Task details: Show each line in the records below that contains the string "category", treating uppercase and lowercase letters as different.

Material:
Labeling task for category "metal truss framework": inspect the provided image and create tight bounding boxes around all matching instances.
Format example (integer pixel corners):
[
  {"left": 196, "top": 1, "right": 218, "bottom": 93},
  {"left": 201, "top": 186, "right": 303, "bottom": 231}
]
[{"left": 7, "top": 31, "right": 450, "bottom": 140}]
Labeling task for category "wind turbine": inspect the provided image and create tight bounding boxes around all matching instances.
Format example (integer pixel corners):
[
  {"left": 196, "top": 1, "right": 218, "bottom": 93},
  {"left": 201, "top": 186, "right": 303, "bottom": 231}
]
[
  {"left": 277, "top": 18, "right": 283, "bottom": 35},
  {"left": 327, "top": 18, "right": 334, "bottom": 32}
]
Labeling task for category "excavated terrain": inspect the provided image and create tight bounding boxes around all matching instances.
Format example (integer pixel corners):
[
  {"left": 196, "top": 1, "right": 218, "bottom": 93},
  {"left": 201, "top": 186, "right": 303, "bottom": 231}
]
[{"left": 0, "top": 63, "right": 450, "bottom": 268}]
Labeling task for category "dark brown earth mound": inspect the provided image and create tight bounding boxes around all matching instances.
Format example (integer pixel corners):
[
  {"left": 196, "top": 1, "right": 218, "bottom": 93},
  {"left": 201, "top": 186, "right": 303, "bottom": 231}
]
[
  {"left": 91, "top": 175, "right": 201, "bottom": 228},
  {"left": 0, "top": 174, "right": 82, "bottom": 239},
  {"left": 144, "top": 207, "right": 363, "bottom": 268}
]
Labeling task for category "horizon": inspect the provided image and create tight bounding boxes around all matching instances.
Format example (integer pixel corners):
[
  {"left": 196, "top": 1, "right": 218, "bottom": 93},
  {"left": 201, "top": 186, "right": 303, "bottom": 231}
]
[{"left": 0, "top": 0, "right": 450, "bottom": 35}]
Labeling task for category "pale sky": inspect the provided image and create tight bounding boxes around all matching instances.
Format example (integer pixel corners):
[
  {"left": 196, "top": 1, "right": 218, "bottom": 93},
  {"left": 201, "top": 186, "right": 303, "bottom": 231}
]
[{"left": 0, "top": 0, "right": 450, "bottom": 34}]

Expected output:
Labeling task for category "metal truss framework": inspect the provided image and create tight bounding boxes around all matching instances.
Labeling task for category "wind turbine": inspect the provided image and create tight bounding boxes around all matching instances.
Labeling task for category "excavated terrain": inspect the provided image and create tight bounding boxes around all matching instances.
Labeling task for category "dark brown earth mound": inspect the provided image and create tight bounding boxes around all matching instances.
Labeling task for category "horizon": inspect the provided image and create tight bounding boxes around all matching instances.
Labeling task for category "pale sky": inspect the provided image and create tight bounding boxes around all matching instances.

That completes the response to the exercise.